## Extrait cité

Au Nigeria, difficile d’arrêter de travailler et de se confiner
Les marchés d’habitude surpeuplés sont presque vides, et les rues impraticables à cause des bouchons sont incroyablement libres: Lagos, mégalopole tentaculaire de 20 millions d’habitants, se met à l’heure du confinement.
A travers le monde, les règles de distance sociale sont difficiles à adopter, mais à Lagos, capitale économique du Nigeria, et ville la plus peuplée d’Afrique, cela relève d’un défi titanesque.
Les autorités, qui laissaient planer le doute sur un confinement total obligatoire, ne l’ont finalement pas imposé.
Mais, pour l’instant, de simples conseils de rester chez soi, et la fermeture d‘écoles, de lieux publics, des bars et des marchés non-alimentaires ont vidé les rues, dans la mesure du possible.
Rotimi Oyedepo, vendeur de produits chimiques dans un marché de Lagos Island, a dû fermer son échoppe sur ordre de la police.

## Consignes à suivre
1. Veuillez répondre à ces questions sur l'extrait cité, une réponse par ligne :
(a) Combien d'habitants compte Lagos ?
(b) Qu'est-ce que les autorités n'ont finalement pas imposé ?
(c) Quels produits vend Rotimi Oyedepo ?
2. Recopiez le passage de l'extrait cité qui commence par « A travers le » et se termine par « finalement pas imposé. », en remplaçant « titanesque » par « colossal ».
Appuyez-vous uniquement sur l'extrait cité.

## Contenu des données
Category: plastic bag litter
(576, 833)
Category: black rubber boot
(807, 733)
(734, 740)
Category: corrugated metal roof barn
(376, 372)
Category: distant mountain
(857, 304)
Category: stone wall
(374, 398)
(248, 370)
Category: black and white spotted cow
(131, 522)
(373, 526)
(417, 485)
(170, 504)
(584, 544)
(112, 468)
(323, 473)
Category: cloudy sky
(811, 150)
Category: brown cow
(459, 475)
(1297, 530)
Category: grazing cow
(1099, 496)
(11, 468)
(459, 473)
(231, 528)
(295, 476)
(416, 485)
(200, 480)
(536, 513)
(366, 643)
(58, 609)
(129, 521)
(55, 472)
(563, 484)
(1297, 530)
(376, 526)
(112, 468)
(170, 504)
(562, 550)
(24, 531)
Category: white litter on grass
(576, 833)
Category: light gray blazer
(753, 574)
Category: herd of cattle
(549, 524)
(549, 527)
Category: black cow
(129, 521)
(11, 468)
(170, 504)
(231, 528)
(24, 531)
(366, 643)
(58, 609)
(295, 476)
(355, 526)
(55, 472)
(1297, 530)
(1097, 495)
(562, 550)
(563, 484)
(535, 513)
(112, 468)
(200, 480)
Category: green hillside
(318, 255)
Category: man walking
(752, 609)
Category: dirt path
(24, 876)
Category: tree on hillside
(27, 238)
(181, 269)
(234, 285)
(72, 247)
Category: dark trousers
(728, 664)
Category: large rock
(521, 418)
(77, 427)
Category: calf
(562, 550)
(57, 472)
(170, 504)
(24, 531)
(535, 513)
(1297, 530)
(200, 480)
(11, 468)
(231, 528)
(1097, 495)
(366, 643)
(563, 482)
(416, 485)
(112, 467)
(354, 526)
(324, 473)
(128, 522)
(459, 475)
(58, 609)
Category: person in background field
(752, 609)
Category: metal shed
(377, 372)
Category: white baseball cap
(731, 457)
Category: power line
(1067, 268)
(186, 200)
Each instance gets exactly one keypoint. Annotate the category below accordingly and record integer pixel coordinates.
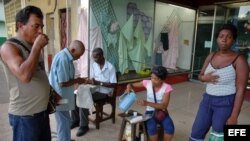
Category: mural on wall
(127, 46)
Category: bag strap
(154, 94)
(24, 46)
(20, 43)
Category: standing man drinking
(24, 71)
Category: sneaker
(82, 130)
(74, 125)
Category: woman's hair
(24, 14)
(160, 71)
(98, 51)
(230, 27)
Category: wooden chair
(100, 114)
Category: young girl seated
(159, 90)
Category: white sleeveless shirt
(226, 82)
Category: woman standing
(225, 73)
(158, 96)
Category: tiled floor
(183, 107)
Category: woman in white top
(225, 73)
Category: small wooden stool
(140, 124)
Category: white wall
(186, 30)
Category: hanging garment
(149, 44)
(137, 54)
(164, 40)
(169, 57)
(125, 43)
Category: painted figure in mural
(62, 79)
(158, 97)
(103, 74)
(24, 70)
(225, 73)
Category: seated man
(102, 73)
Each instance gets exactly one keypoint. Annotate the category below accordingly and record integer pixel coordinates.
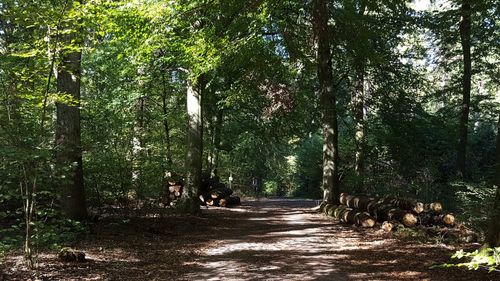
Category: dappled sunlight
(269, 239)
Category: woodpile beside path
(389, 212)
(212, 193)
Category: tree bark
(138, 150)
(465, 25)
(327, 102)
(68, 135)
(493, 235)
(359, 117)
(189, 200)
(165, 122)
(216, 141)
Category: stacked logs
(365, 211)
(173, 191)
(215, 193)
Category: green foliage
(484, 258)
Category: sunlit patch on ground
(273, 239)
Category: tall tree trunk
(327, 102)
(358, 101)
(189, 201)
(216, 141)
(68, 135)
(466, 86)
(138, 150)
(493, 235)
(165, 122)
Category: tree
(327, 101)
(465, 40)
(68, 133)
(493, 235)
(194, 159)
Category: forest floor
(267, 239)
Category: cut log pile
(390, 212)
(173, 191)
(215, 193)
(212, 193)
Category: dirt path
(261, 240)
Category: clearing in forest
(266, 239)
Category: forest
(249, 140)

## Résultats attendus
1.
(a) 20 millions d'habitants.
(b) Un confinement total obligatoire.
(c) Des produits chimiques.

2.
A travers le monde, les règles de distance sociale sont difficiles à adopter, mais à Lagos, capitale économique du Nigeria, et ville la plus peuplée d’Afrique, cela relève d’un défi colossal.
Les autorités, qui laissaient planer le doute sur un confinement total obligatoire, ne l’ont finalement pas imposé.